• **TO DO**:
Set the records down again, exactly, without their images.
===============
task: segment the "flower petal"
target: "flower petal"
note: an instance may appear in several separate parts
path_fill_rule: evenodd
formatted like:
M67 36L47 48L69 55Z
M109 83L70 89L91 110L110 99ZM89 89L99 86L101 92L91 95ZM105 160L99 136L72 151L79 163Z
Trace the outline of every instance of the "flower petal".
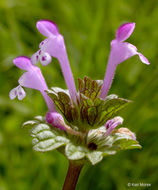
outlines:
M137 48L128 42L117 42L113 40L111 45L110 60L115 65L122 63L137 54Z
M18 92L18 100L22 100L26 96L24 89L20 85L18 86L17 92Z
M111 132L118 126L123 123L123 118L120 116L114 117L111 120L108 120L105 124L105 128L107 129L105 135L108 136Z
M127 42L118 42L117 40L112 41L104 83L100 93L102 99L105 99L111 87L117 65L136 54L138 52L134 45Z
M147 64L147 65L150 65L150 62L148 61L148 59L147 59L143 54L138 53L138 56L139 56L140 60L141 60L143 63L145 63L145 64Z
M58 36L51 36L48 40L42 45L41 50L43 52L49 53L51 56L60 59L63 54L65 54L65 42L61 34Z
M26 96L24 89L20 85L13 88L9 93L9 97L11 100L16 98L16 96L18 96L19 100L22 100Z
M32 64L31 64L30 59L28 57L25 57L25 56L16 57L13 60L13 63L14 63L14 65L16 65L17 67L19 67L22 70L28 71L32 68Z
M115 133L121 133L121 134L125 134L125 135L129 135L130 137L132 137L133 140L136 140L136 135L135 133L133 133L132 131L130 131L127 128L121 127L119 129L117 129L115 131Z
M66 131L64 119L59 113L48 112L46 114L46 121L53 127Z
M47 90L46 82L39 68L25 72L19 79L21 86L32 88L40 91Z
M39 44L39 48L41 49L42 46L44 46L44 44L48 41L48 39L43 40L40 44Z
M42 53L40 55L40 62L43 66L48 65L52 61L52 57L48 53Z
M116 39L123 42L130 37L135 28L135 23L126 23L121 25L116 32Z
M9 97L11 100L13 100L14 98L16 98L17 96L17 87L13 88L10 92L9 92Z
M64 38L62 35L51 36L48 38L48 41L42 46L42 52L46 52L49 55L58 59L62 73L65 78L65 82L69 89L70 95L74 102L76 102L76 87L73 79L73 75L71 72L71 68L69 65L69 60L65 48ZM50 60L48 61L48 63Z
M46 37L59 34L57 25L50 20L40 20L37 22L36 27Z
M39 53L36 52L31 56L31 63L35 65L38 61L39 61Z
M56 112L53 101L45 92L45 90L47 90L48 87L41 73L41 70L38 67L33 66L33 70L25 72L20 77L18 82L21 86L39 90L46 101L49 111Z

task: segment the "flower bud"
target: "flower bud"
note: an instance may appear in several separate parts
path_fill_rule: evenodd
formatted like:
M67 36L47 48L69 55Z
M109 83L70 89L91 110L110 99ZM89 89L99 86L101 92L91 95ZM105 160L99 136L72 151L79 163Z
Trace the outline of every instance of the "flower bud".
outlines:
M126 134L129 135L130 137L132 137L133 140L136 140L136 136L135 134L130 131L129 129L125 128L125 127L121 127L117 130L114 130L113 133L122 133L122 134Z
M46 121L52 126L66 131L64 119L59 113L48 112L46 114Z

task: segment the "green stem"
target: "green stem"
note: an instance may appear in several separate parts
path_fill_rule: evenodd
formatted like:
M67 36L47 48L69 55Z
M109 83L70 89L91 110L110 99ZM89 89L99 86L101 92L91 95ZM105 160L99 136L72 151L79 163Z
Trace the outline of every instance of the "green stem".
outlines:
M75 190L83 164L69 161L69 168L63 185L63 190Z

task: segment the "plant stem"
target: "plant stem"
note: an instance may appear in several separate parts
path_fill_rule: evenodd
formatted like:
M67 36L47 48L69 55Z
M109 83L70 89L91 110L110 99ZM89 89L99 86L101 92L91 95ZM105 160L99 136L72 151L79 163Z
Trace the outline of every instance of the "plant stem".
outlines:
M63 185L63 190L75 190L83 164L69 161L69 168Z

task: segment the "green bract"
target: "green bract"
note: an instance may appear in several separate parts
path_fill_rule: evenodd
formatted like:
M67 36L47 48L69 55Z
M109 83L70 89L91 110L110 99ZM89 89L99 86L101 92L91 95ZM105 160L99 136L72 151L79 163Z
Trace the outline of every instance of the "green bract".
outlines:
===============
• **ANSWER SPACE**:
task: segment the "flower petal"
target: "flower petal"
note: an instance may appear in several separate parts
path_fill_rule: evenodd
formatted like:
M67 36L47 48L69 55Z
M109 83L70 89L91 110L110 99ZM89 89L99 86L101 92L91 95ZM105 160L99 136L72 151L79 163Z
Trace the outline of every instance of the "flower petal".
outlines:
M137 48L128 42L117 42L113 40L111 45L110 60L115 65L122 63L137 54Z
M18 92L18 100L22 100L26 96L24 89L20 85L18 86L17 92Z
M111 132L118 126L123 123L123 118L120 116L114 117L111 120L108 120L105 124L105 128L107 129L105 135L108 136Z
M127 42L118 42L117 40L112 41L104 83L100 93L102 99L105 99L111 87L117 65L136 54L138 52L134 45Z
M147 64L147 65L150 65L150 62L148 61L148 59L147 59L143 54L138 53L138 56L139 56L140 60L141 60L143 63L145 63L145 64Z
M58 36L51 36L48 40L42 45L41 50L43 52L49 53L51 56L60 59L63 54L65 54L65 42L61 34Z
M26 96L24 89L20 85L13 88L9 93L9 97L11 100L16 98L16 96L18 96L19 100L22 100Z
M32 64L31 64L30 59L28 57L25 57L25 56L16 57L13 60L13 63L14 63L14 65L16 65L17 67L19 67L22 70L28 71L32 68Z
M115 133L121 133L121 134L125 134L125 135L129 135L130 137L132 137L133 140L136 140L136 135L135 133L133 133L132 131L130 131L127 128L121 127L119 129L117 129L115 131Z
M66 131L64 119L59 113L48 112L46 114L46 121L53 127Z
M47 90L46 82L39 68L25 72L19 79L21 86L32 88L40 91Z
M39 44L39 48L41 49L42 46L44 46L44 44L48 41L48 39L43 40L40 44Z
M42 53L40 55L40 62L43 66L48 65L52 61L52 57L48 53Z
M116 39L123 42L130 37L135 28L135 23L126 23L121 25L116 32Z
M9 97L11 100L13 100L14 98L16 98L17 96L17 87L13 88L10 92L9 92Z
M64 38L62 35L51 36L48 38L48 41L42 46L42 52L46 52L49 55L58 59L62 73L65 78L65 82L69 89L70 95L74 102L76 102L76 87L73 79L73 75L71 72L71 68L69 65L69 60L65 48ZM50 60L48 61L48 63Z
M46 37L59 34L57 25L50 20L40 20L37 22L36 27Z
M39 53L36 52L31 56L31 63L35 65L38 61L39 61Z
M56 112L53 101L45 92L45 90L47 90L48 87L41 73L41 70L38 67L33 66L33 70L25 72L20 77L18 82L21 86L39 90L46 101L49 111Z

task: segment the "flower bud"
target: "flower bud"
note: an instance may appear in several separate parts
path_fill_rule: evenodd
formatted like:
M67 36L47 48L69 55Z
M109 83L70 89L91 110L110 99ZM89 89L99 86L101 92L91 95ZM105 160L99 136L72 151L79 163Z
Trace the outline of every instance of the "flower bud".
outlines:
M126 134L129 135L130 137L132 137L133 140L136 140L136 136L135 134L130 131L129 129L125 128L125 127L121 127L117 130L114 130L113 133L122 133L122 134Z
M46 121L52 126L66 131L64 119L59 113L48 112L46 114Z

task: segment the "green stem"
target: "green stem"
note: an instance may appear in several separate parts
path_fill_rule: evenodd
formatted like:
M67 36L47 48L69 55Z
M109 83L70 89L91 110L110 99ZM89 89L99 86L101 92L91 95ZM105 160L99 136L72 151L79 163Z
Trace the outline of every instance of the "green stem".
outlines:
M75 190L83 164L69 161L69 168L63 185L63 190Z

task: segment the "plant stem"
target: "plant stem"
note: an instance may appear in several separate parts
path_fill_rule: evenodd
formatted like:
M67 36L47 48L69 55Z
M109 83L70 89L91 110L110 99ZM89 89L99 86L101 92L91 95ZM105 160L99 136L72 151L79 163Z
Trace the outline of every instance of the "plant stem".
outlines:
M63 185L63 190L75 190L83 164L69 161L69 168Z

task: segment the "green bract"
target: "green bract"
note: an instance may appear in several separate parts
path_fill_rule: evenodd
formatted like:
M67 36L47 48L69 55Z
M109 83L70 89L91 110L110 99ZM89 89L99 86L101 92L91 95ZM105 160L99 136L72 151L79 163Z
Trace the outline of every instance of the "green bract".
outlines:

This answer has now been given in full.